#### [TEXTO FORNECIDO]
--

Fala criativos!
Hoje vamos elucidar um pouco sobre duas vertentes artísticas que se confundem muito em questão de nomenclatura aqui no Brasil, falaremos primeiramente sobre Graffiti e na sequência sobre Street Art e como estas duas se comunicam e co-habitam o mesmo espaço urbano.
Aqui no Brasil temos a tendência de englobarmos ambas vertentes artísticas sobre o mesmo rótulo, no caso “Grafite”, e também temos o costume de colocar a pixação como uma manifestação a parte, muitas vezes considerada mais como um ato de vandalismo do que uma expressão artística pelo grande público. Para conseguirmos compreender as diferenças cruciais entre as duas precisamos primeiramente contextualizar historicamente o aparecimento de cada uma, comecemos pelo Graffiti.
GRAFFITI
Graffiti é uma palavra derivada de “Grafito” / “graffiato” que na língua italiana significa “arranhões”, se refere as escritas na parede que são realizadas desde o antes do império romano nas grandes cidades da antiguidade. Muito dessas escritas eram desde informativas ou demarcadoras , mas desde aquela época o Graffiti já possua uma caráter transgressor, visto que muito do que era escrita estava arraigado a algum aspecto da cultura local, seja um protesto, uma denúncia ou uma paródia. Abaixo dois Graffitis da antiguidade, um realizado no Egito e outro em Pompéia:
Durante início do século 20, era muito comum durante as duas guerras mundias os soldados fazerem Graffiti para demarcarem seus nomes pelos lugares que passaram, como uma forma de registro de até onde foram ou de onde morreram.

--

#### [REGISTROS FORNECIDOS]
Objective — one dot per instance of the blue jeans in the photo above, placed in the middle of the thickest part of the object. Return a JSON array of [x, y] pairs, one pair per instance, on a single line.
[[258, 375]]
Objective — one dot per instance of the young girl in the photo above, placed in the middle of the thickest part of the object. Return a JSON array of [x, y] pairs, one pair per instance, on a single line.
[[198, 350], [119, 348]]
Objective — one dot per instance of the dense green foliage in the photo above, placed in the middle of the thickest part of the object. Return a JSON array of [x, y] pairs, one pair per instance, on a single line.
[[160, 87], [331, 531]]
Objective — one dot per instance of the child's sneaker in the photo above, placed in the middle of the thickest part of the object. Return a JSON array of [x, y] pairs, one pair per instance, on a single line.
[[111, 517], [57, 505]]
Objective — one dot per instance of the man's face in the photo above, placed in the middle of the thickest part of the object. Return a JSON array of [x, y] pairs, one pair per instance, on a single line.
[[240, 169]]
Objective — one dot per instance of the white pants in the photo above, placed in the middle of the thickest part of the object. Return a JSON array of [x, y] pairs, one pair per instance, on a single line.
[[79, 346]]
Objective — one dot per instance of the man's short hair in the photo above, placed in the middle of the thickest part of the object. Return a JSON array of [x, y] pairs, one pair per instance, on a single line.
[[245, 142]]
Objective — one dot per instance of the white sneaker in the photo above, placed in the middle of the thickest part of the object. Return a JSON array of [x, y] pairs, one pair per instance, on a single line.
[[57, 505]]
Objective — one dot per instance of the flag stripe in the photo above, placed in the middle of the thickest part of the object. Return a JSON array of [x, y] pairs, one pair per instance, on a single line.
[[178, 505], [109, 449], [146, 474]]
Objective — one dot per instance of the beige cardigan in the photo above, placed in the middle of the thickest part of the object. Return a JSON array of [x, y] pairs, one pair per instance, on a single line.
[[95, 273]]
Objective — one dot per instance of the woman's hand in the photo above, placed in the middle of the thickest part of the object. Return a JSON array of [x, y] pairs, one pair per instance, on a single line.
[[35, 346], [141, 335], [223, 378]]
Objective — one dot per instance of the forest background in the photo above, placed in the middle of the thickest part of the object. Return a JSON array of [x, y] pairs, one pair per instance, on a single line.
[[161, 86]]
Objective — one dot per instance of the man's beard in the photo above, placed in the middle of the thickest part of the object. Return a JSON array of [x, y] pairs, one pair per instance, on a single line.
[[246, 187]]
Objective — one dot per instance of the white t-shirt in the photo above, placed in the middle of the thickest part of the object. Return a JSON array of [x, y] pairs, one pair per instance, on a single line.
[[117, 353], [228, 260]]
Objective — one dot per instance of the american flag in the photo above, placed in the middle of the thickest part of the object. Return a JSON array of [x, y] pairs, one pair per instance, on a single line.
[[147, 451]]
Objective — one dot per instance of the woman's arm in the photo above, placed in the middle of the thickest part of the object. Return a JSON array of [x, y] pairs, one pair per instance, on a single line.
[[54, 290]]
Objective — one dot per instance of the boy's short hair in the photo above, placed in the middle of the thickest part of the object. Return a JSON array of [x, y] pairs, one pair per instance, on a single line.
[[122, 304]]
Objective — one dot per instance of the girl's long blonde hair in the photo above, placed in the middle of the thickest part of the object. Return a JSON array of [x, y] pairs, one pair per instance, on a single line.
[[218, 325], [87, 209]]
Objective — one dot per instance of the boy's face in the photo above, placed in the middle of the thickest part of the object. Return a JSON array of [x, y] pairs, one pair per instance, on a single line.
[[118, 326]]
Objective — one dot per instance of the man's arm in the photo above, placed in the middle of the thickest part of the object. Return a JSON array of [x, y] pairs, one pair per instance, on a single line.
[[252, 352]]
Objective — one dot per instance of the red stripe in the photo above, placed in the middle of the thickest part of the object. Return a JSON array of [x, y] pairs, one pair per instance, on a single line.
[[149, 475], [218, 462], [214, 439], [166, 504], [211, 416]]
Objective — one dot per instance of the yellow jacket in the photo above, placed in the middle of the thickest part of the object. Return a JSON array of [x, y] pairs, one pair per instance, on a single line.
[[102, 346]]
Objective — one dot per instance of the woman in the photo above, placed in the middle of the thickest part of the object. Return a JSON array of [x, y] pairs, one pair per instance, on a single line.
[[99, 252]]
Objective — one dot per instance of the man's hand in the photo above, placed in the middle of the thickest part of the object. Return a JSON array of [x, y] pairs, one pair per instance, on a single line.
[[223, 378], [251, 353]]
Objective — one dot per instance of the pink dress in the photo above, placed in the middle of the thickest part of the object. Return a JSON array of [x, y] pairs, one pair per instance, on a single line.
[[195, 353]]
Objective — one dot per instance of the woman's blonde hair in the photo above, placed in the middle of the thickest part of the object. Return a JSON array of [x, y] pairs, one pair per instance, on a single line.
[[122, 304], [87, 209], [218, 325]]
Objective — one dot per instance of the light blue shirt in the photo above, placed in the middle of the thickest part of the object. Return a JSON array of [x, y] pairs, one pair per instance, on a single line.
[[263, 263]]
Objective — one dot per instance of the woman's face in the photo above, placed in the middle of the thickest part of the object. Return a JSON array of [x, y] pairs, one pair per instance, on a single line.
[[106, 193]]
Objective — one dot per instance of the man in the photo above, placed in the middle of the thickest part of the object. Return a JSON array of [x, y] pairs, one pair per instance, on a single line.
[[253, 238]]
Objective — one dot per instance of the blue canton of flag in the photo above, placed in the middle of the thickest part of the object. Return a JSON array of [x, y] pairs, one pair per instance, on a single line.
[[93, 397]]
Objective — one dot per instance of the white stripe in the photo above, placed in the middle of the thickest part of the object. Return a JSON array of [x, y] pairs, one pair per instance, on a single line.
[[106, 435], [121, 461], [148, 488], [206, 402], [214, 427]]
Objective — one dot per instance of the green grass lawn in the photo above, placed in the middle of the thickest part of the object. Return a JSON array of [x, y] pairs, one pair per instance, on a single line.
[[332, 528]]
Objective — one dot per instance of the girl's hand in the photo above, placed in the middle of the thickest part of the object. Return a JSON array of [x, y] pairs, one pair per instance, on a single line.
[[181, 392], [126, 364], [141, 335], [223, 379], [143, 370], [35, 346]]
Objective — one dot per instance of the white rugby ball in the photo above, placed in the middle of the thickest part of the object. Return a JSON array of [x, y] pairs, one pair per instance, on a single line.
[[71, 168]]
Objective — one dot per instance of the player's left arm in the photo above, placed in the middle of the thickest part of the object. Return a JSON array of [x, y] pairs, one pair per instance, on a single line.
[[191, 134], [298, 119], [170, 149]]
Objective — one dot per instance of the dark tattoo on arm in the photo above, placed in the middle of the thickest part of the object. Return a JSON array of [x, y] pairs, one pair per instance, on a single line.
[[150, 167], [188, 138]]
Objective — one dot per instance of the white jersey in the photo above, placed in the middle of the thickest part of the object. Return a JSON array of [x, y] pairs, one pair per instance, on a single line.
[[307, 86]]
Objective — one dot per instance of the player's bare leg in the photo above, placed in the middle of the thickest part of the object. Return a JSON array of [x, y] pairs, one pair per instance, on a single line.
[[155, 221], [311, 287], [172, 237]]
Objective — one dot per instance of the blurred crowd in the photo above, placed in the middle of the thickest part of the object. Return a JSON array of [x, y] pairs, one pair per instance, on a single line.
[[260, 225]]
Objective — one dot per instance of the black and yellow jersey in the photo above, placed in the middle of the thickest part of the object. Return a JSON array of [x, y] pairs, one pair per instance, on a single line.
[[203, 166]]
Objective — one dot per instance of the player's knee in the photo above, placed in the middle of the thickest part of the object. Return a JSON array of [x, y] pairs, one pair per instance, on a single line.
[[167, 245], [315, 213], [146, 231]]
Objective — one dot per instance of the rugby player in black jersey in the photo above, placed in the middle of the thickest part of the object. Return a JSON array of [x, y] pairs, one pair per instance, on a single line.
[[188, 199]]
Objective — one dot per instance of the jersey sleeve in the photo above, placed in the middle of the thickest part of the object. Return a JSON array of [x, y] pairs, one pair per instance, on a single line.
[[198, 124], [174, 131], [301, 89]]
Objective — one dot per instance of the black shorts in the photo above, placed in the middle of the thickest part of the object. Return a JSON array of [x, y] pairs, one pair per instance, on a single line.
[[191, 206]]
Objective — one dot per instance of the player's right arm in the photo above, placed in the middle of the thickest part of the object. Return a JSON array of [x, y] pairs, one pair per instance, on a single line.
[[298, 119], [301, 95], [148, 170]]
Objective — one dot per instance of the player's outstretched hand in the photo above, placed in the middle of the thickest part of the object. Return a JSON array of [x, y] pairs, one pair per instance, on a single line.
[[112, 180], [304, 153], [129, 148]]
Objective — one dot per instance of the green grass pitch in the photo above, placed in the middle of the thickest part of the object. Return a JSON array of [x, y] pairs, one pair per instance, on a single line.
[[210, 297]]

--

#### [O QUE FAZER]
1) Repita o trecho dos registros que vai da linha que contém "Objective — one dot per instance of the man's arm" até a linha que contém "[[102, 346]]", com as duas incluídas.
2) Retome o texto sobre graffiti e street art e prossiga a partir da última frase apresentada.

#### [LISTA DE RESPOSTAS]
1)
Objective — one dot per instance of the man's arm in the photo above, placed in the middle of the thickest part of the object. Return a JSON array of [x, y] pairs, one pair per instance, on a single line.
[[252, 352]]
Objective — one dot per instance of the red stripe in the photo above, placed in the middle of the thickest part of the object. Return a JSON array of [x, y] pairs, one pair per instance, on a single line.
[[149, 475], [218, 462], [214, 439], [166, 504], [211, 416]]
Objective — one dot per instance of the yellow jacket in the photo above, placed in the middle of the thickest part of the object. Return a JSON array of [x, y] pairs, one pair per instance, on a single line.
[[102, 346]]

2)
O Graffiti moderno feito com tinta spray como conhecemos hoje é um movimento de arte moderna que surgiu como uma expressão do individu, uma forma de validar sua existência na opressiva metrópole, durante a década de 60 e inicio de 70 se tornou mais proeminente na periferia das grandes metrópoles como Nova York. Alguns dos praticantes mais famosos desse período foram Taki 183 e Cornbread, para Taki isso se tratava apenas de uma brincadeira que ele praticava ao sair pela cidade como mensageiro postal e deixar seu nome com o número da rua que morava como forma de registro.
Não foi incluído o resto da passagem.